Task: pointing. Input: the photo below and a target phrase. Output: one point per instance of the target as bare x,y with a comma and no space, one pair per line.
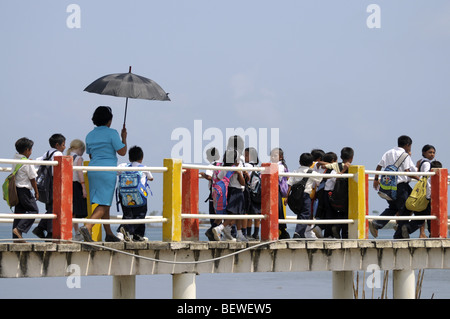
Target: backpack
44,181
295,198
338,197
9,187
388,183
220,191
130,190
254,187
417,200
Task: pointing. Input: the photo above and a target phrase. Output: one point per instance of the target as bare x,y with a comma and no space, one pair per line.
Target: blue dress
102,143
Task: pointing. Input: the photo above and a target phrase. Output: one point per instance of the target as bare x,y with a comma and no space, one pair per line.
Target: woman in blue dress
103,144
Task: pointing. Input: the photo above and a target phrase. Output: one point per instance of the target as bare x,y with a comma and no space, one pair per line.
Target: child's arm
34,185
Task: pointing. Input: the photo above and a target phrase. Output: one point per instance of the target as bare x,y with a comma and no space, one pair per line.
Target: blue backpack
131,191
388,183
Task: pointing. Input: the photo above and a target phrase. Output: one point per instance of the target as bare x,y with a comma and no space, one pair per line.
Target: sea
435,283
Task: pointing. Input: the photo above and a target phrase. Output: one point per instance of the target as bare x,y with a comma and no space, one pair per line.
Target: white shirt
310,184
24,174
391,156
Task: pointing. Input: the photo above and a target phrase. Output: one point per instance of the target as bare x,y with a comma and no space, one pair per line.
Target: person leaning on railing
103,144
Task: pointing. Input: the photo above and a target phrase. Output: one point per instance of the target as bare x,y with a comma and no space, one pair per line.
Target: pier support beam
343,285
183,286
404,284
124,287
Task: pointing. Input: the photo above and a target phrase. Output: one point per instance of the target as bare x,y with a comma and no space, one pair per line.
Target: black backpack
44,181
339,196
295,198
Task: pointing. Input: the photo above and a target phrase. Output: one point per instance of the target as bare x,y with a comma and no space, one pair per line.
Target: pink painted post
439,188
62,197
269,202
189,205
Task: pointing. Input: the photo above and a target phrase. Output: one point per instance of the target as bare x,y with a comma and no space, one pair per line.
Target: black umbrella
128,85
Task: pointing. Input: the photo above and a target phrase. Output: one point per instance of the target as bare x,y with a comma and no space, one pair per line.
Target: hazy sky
313,70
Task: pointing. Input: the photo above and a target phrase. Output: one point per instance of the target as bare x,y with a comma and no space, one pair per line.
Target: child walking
79,206
25,182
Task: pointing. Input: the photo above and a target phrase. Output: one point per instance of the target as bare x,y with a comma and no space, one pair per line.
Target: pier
181,254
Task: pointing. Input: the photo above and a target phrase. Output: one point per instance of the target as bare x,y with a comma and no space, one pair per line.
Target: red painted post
269,202
189,205
439,199
62,197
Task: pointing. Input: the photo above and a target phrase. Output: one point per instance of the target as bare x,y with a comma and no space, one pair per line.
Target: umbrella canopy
128,85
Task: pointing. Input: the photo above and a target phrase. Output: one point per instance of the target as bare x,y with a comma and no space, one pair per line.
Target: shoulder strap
401,159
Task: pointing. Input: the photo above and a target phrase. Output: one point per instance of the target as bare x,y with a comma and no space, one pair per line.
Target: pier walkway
182,255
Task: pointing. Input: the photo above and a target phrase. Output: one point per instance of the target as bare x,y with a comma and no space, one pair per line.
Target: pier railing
180,216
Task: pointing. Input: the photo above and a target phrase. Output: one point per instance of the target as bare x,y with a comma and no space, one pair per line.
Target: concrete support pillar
404,284
343,285
124,287
183,286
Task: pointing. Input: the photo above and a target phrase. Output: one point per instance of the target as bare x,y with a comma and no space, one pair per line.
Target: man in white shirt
403,188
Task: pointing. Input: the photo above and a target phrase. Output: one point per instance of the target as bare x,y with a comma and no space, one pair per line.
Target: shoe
210,235
405,231
217,231
85,233
125,234
227,233
39,232
373,229
111,238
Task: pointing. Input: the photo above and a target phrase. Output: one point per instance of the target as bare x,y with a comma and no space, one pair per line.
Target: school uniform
27,201
305,212
403,187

────────────────

▸ Work instructions
Leave out the pictures and restate everything else word for word.

▸ Exercise response
Task: pointing. Input: the photo below and a target phrase. Output: one point per instance of the target as bare x,y with a comma and no space, one pair per line.
Target: backpack
44,181
295,198
338,197
9,187
388,183
220,191
130,190
254,187
417,200
Task: pointing. Input: the photo above and a target phrase. Output: one point per instance of the target as bare x,y with a comma and no space, one pair per line.
Target: blue dress
102,143
Task: pointing. Input: the photo above and a target phrase. Output: one point per instance of the target as bare x,y with a comma and no space, one pair per line.
Target: woman in blue dress
103,144
Task: pointing. Input: the photo above and a target phrase. Output: one point per instance of the target as bare x,y with a comma and no space, one pair per line.
Target: child's arm
34,185
Task: pointing. Input: the photo above and a target phrase. Output: one point per instance of the target as bare x,y with a comma and no space, one pair per line.
Target: blue backpack
131,191
388,183
Task: pointing. Input: the photo above and a target phrase. Output: one point per instance of the target as bare x,y with a comma and no space, one pair per line.
Target: sea
435,283
Task: pointing. Input: the photo above and a target phrase. Output: one point per instance of the target as bare x,y with a comma and no space, one pair per line.
Target: white shirt
310,184
24,174
391,156
Task: pointing. Input: the photo above and a target phrase. Output: one point per instance of the target as bare x,y with a comma and no space, one pair per line.
Target: person leaning on railing
103,144
Task: pointing. Input: the photo above and a target phrase. Output: one point per instance of the target as bare x,y with a comma and no space, one pair per line.
Target: pier support beam
343,285
183,286
404,284
124,287
Task: pointing. Input: the photo above and a target phrase. Output: one point per instance of the target as bare x,y with a comma and no space, one pair per line.
Target: black backpack
44,181
339,196
295,198
Task: pointing. Input: the photo above and a target phrase. Output: one point per instance of the target as bare x,y with a comma and no space, one pair per line.
Target: pink painted post
439,188
62,197
269,202
189,205
Task: pointing. Input: the photo above and a target phrase. Output: one point per instance of the target as bare x,y with a comma and no space, one pair per line.
Target: black umbrella
128,85
Task: pointing. Input: the photo above and a target phrase. Output: one point per instance of the target as bare x,y with a comma and no space, one pair per line.
Target: hazy sky
313,70
Task: pointing. Input: the photo above and a target phrase. Output: one point per instance of the target as bare x,y with a comma and no space, one pair per line.
Target: child walking
79,206
25,182
Task: pointing. Input: the photo above and a target phrase. Output: one point per instance of the target as bare x,y with a comma and no space, one pair per line.
Target: pier
181,254
Task: pointing. Input: the photo above and a target phrase. Output: one point per instance of the target as bare x,y with a comma and no space, one pair per line.
Target: red painted post
269,202
189,205
439,199
62,197
Task: pointing. Input: the photo above and a target phrase. Output: one point per instance of the target as bare x,y with a comma and no space, one pair per line.
Target: umbrella canopy
128,85
Task: pointing. Input: the photo above and a target phrase. Output: one point per instance of the target as bare x,y with a comma and no space, one pair per line.
Target: shoulder strap
401,159
Task: pointing. Input: the photo above and a target phrase. Output: one point per instance of the target as bare x,y with a comma and no space, one pair per line.
Target: pier walkway
182,255
Task: pointing. Input: the photo above and a target phrase. Output: one point per instance of the target as bare x,y with a comma and no space, one pair per line.
Target: pier railing
180,216
Task: pointing. Input: the photo above and a target phrase. Output: one point per instance of the target as bare x,y with a comma and no space, one pair per line.
Target: concrete support pillar
404,284
343,285
124,287
183,286
Task: pointing. Input: the photo above and a target phrase. Output: one point per instance of the target as bare x,y with a comma and no space, one pair per line.
Target: man in white shirt
403,188
Task: pointing. Input: the photo above and a target phrase. Output: one point per instance of the target as bare x,y with a comma and no space, one pair per line.
Target: shoe
210,235
405,231
217,231
85,233
125,234
227,233
39,232
373,229
111,238
Task: pointing. Input: the photo above and a target phrase. Output: one point per instance of the target as bare x,y with a comma and no space, one pair per line.
Target: school uniform
27,201
305,212
403,187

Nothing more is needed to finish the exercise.